IHRE AUFGABEN:
1. Schreiben Sie den Gerichtsbericht ab, beginnend mit „Gießen. Ein 29-Jähriger“ und weiter bis einschließlich „2021 aufgezeichnet hatten.“. Ersetzen Sie dabei „Ohrfeigen“ durch „Backpfeifen“.
2. Führen Sie den Gerichtsbericht über den Prozess vor dem Amtsgericht Gießen im Anschluss an seinen letzten Satz weiter.

VORLIEGENDER AUSZUG:
+++
Gießen. Ein 29-Jähriger musste sich wegen gefährlicher Körperverletzung vor dem Amtsgericht Gießen verantworten. Doch am Ende der Beweisaufnahme stellte sich das Tatgeschehen ganz anders dar als von den beiden mutmaßlichen Opfern zunächst geschildert. Lautete die Anklage anfangs auf gefährliche Körperverletzung mit einem Messer, so wurde der Angeklagte letztlich nur wegen einer einfachen Körperverletzung zu einer Freiheitsstrafe von sechs Monaten und 300 Stunden gemeinnütziger Arbeit verurteilt. Von den schwerwiegenden Vorwürfen blieben nur zwei Ohrfeigen übrig. Entscheidend dabei waren die Videoaufnahmen, die den Vorfall vor der Kneipe in der Frankfurter Straße in den frühen Morgenstunden des 21.Oktober 2021 aufgezeichnet hatten.
+++
BEREITGESTELLTES MATERIAL:

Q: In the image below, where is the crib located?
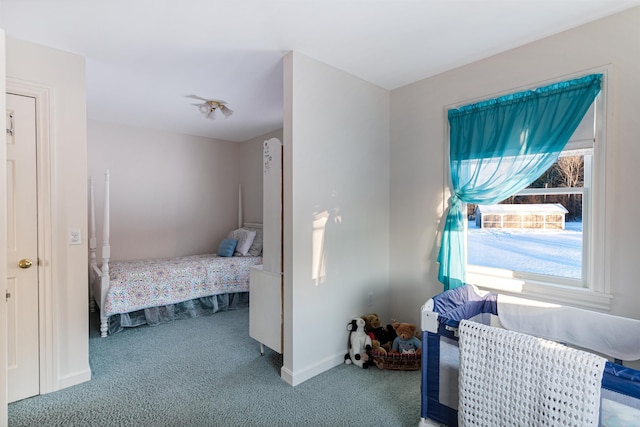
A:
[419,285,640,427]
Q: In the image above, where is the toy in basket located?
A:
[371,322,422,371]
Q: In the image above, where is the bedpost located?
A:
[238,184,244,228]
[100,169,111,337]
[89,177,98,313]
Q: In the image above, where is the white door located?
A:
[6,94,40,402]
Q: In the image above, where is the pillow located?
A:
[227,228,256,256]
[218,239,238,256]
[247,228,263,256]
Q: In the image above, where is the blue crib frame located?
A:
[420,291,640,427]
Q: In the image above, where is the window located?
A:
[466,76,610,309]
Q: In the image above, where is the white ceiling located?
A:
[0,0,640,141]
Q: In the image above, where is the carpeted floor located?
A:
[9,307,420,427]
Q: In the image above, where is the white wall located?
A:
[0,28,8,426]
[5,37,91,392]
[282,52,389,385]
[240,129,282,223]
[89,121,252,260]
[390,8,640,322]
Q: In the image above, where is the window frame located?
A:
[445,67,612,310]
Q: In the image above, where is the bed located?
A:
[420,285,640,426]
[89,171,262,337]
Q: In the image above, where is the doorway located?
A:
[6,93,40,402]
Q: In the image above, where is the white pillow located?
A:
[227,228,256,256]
+++
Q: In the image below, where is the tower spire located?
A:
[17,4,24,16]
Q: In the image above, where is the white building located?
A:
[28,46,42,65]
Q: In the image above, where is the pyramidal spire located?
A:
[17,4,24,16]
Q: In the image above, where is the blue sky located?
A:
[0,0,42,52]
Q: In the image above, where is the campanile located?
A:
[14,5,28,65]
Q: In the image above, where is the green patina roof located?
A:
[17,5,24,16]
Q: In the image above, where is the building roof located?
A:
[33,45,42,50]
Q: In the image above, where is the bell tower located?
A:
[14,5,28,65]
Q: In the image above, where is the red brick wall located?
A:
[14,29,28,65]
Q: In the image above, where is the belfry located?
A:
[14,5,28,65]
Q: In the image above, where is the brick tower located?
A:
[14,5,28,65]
+++
NUMMERIERTE LÖSUNGEN:
1.
Gießen. Ein 29-Jähriger musste sich wegen gefährlicher Körperverletzung vor dem Amtsgericht Gießen verantworten. Doch am Ende der Beweisaufnahme stellte sich das Tatgeschehen ganz anders dar als von den beiden mutmaßlichen Opfern zunächst geschildert. Lautete die Anklage anfangs auf gefährliche Körperverletzung mit einem Messer, so wurde der Angeklagte letztlich nur wegen einer einfachen Körperverletzung zu einer Freiheitsstrafe von sechs Monaten und 300 Stunden gemeinnütziger Arbeit verurteilt. Von den schwerwiegenden Vorwürfen blieben nur zwei Backpfeifen übrig. Entscheidend dabei waren die Videoaufnahmen, die den Vorfall vor der Kneipe in der Frankfurter Straße in den frühen Morgenstunden des 21.Oktober 2021 aufgezeichnet hatten.

2.
Videoaufnahmen

Ins Rollen kam das Verfahren, weil ein Geschädigter damals mit einer Stichverletzung ins Krankenhaus eingeliefert wurde. Es handelte sich um eine zwei Zentimeter lange und fingertiefe Wunde, weshalb die Polizei verständigt wurde. Der Verletzte erzählte eine abenteuerliche Version von einem Überfall auf den Lahnwiesen, bei dem er sich diese Stichverletzung am Gesäß zugezogen habe. Auch sein Kumpel habe etliche Blessuren, unter anderen eine ausgekugelte Schulter, erlitten. Später behaupteten die beiden Männer, dass diese Verletzungen von einem Streit vor dem Lokal morgens gegen 4.30 Uhr stammen würden.

Was passiert war, wurde allerdings von einer Kamera gefilmt. Die entsprechenden Sequenzen haben auch die Prozessbeteiligten vor Gericht in Augenschein genommen. Es gab demnach eine handfeste Auseinandersetzung, bei welcher der Angeklagte in der Tat verletzt wurde. Seine Fäuste flogen aber ebenfalls, denn er schlug nachweislich zweimal kräftig zu. Alle anderen Aussagen erwiesen sich als wenig glaubhaft.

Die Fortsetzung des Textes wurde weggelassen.